### Work to be completed
What lines in the listing include "below"? Return a copy of each.

===

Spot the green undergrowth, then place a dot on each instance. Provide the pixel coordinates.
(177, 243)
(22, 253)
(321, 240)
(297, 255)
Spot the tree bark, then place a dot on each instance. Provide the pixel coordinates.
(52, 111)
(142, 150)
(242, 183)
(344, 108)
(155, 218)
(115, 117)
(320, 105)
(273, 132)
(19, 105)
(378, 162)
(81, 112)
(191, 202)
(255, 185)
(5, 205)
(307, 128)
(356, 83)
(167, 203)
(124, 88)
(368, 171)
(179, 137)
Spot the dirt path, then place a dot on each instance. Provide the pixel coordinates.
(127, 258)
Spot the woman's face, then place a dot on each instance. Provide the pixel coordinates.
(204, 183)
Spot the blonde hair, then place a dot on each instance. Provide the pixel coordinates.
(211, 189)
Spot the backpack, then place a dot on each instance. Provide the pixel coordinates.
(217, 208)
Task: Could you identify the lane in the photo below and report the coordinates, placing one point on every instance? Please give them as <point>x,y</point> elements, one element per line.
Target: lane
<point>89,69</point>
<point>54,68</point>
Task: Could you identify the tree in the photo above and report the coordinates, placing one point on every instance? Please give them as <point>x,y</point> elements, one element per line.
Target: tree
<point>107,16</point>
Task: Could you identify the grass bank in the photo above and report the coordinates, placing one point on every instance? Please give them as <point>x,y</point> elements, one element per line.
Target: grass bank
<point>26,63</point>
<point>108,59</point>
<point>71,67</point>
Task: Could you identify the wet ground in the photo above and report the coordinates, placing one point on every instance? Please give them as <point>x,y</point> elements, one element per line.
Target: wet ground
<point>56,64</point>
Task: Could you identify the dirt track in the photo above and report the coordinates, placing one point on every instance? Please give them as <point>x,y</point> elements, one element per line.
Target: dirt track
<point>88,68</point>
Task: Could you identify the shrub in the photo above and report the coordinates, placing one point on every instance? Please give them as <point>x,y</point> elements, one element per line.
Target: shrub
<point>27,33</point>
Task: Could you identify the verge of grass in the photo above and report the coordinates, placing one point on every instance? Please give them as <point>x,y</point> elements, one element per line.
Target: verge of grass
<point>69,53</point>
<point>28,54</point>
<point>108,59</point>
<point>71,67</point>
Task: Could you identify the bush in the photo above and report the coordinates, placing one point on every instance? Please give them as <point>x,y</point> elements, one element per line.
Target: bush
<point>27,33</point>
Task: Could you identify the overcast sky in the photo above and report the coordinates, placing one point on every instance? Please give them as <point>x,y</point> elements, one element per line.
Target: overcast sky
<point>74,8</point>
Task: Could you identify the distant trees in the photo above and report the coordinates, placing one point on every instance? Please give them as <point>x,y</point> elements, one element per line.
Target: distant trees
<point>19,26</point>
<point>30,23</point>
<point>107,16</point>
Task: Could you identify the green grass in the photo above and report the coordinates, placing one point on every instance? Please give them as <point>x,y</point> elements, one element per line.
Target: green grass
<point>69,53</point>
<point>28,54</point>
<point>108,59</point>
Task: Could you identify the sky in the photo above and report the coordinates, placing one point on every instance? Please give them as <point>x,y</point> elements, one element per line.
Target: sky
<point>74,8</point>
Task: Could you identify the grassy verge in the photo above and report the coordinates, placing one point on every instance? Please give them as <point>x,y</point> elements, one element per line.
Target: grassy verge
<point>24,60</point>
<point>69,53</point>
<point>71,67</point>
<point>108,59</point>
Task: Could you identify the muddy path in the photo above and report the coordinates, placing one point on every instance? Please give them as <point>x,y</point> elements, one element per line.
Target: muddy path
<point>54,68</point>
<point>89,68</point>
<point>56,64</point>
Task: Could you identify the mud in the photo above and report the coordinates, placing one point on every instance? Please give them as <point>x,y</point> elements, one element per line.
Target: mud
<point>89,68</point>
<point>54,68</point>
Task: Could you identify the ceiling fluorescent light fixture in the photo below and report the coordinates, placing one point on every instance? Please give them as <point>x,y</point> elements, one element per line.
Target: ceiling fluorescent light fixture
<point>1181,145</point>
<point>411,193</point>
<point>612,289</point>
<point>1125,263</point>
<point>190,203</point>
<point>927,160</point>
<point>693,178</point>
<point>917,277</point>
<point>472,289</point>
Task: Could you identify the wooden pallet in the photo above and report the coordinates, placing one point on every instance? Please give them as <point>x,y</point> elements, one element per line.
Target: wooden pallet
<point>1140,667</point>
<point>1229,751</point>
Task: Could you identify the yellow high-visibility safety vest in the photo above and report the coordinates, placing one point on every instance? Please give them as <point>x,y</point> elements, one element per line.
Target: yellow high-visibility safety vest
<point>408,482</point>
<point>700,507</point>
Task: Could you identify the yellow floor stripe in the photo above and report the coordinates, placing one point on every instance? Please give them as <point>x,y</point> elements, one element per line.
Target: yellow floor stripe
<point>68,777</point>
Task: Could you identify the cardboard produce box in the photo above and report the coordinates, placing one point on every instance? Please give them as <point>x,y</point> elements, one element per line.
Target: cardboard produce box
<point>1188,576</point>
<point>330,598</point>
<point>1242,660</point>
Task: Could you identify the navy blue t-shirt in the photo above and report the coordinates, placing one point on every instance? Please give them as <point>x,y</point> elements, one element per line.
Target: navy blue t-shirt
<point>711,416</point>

===

### Written answer
Task: Could you identify the lane in the photo below and report the coordinates, placing one point on every instance? Please give them as <point>x,y</point> elements, one element per line.
Task: Could you identify the ceiling fluorescent light fixture in the photo below and report the coordinates, placing one point on every instance? Please give them as <point>x,y</point> elements, one element per line.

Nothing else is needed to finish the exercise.